» Given task
From the rows below, keep only the ones that contain the word "striped" and copy each of them out in full. Match upper and lower case exactly.

» Dataset records

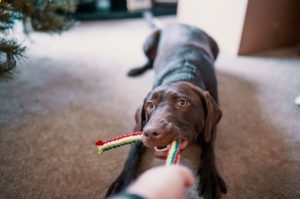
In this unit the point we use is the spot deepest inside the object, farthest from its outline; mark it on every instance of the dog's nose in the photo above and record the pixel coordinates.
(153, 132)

--

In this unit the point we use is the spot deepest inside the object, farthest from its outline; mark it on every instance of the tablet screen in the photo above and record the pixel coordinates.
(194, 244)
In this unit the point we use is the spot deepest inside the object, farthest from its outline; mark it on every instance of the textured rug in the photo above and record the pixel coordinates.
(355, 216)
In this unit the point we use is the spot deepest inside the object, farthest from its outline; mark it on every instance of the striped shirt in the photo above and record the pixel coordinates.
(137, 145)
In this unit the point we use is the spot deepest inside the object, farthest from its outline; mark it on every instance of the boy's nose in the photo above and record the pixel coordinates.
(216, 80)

» Finished answer
In this unit the point we use is the spot deepest inside the object, farthest from its outline; mark it on every instance of the striped shirt in the photo above and record the pixel coordinates.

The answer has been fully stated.